[Exercise]
Pull out every line below that contains the word "over", matching case exactly.

>> Begin Supplied material

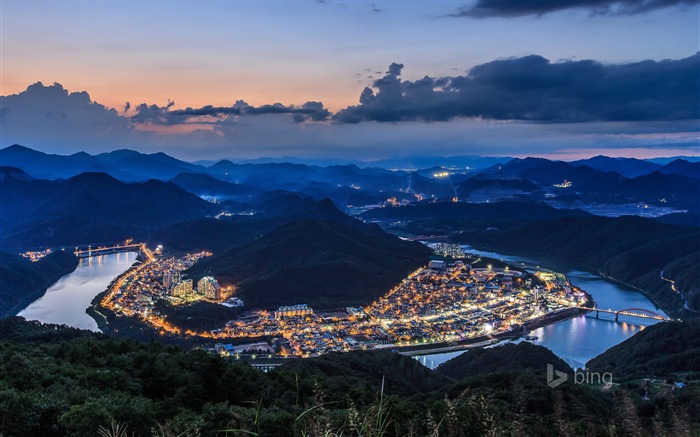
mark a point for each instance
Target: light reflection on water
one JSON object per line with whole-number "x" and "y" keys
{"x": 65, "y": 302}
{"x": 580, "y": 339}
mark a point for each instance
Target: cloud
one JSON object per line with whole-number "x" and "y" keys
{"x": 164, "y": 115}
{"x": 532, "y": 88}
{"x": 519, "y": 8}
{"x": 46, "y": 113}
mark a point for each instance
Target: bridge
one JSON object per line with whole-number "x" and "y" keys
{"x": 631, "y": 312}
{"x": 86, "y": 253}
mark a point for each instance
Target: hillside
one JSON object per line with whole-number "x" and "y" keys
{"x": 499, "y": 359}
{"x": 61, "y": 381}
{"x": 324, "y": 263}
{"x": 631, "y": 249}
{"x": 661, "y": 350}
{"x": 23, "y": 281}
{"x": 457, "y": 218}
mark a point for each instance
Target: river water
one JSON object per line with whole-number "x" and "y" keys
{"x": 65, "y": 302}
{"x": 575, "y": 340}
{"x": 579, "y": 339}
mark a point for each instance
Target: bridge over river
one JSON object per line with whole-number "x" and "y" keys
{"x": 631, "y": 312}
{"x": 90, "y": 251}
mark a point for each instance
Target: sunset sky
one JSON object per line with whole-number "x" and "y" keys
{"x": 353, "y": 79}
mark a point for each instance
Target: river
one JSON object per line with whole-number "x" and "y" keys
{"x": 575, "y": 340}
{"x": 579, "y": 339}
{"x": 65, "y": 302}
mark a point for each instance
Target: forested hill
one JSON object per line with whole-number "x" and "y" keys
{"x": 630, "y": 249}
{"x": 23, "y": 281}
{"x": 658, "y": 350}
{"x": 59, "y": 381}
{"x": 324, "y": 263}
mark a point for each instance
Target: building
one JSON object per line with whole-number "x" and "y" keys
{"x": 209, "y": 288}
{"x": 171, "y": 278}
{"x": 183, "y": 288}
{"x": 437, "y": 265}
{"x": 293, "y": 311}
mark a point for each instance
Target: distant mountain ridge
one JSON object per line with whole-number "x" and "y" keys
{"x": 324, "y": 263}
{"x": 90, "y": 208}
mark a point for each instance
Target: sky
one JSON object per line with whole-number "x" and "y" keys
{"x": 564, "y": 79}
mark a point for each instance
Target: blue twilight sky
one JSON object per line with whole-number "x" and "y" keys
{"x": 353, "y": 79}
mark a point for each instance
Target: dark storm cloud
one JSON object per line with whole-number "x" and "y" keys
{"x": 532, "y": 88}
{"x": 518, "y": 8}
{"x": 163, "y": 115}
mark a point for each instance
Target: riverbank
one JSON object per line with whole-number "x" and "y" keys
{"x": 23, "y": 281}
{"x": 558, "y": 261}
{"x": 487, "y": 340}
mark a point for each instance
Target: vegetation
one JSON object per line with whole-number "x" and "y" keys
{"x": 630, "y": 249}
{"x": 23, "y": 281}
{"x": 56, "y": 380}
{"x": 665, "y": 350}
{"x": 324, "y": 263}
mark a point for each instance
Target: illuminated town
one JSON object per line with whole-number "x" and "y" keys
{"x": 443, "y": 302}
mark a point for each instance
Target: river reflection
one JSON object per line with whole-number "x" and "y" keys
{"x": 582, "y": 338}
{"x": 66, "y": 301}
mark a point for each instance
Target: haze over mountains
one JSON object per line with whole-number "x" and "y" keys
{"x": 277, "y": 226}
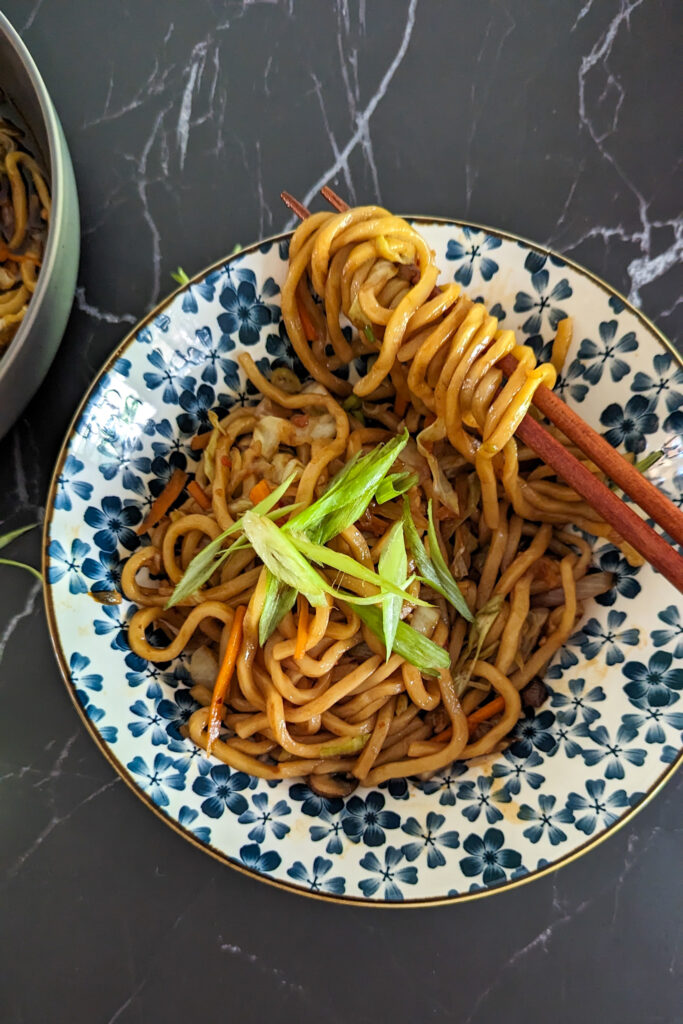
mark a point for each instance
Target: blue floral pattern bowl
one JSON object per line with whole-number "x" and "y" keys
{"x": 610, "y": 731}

>> End Supplied material
>> Begin Supplied material

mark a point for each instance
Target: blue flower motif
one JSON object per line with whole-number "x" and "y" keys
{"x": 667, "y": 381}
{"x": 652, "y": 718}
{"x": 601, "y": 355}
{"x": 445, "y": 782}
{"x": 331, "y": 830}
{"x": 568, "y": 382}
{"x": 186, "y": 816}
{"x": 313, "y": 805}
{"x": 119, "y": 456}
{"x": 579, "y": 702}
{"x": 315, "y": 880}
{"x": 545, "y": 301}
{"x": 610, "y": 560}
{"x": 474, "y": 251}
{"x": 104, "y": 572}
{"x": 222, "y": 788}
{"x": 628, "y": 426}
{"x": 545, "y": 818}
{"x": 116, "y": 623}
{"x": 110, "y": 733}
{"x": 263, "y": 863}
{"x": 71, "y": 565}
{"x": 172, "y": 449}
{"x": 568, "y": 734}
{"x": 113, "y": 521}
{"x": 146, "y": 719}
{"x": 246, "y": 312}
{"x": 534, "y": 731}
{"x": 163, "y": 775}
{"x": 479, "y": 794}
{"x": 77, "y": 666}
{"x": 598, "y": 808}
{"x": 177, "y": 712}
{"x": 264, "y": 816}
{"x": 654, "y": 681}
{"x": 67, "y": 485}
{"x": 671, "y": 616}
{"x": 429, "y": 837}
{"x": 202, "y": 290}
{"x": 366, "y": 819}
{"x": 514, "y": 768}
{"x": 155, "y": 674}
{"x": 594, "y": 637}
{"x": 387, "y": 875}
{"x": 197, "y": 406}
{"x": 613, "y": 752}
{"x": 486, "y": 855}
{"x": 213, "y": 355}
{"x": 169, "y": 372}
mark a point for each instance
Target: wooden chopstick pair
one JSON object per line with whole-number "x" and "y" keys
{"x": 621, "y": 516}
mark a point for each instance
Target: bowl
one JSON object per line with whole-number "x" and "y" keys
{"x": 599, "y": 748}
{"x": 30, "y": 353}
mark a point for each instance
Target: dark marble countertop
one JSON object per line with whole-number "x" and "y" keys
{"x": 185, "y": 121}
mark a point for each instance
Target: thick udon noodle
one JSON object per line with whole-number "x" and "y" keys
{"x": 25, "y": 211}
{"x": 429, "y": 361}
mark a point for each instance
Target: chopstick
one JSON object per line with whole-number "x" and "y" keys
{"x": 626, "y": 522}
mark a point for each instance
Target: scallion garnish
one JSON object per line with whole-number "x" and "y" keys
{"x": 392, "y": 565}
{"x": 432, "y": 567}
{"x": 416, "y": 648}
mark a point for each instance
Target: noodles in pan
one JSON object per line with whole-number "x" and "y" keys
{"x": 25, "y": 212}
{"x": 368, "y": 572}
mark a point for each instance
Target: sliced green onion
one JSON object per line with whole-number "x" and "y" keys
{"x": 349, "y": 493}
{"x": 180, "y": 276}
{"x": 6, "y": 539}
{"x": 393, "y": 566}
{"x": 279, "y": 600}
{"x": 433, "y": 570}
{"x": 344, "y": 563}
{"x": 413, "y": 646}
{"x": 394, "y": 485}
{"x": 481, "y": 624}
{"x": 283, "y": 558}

>> End Supplied material

[Reply to the task]
Target: bridge over river
Target: haze over mountains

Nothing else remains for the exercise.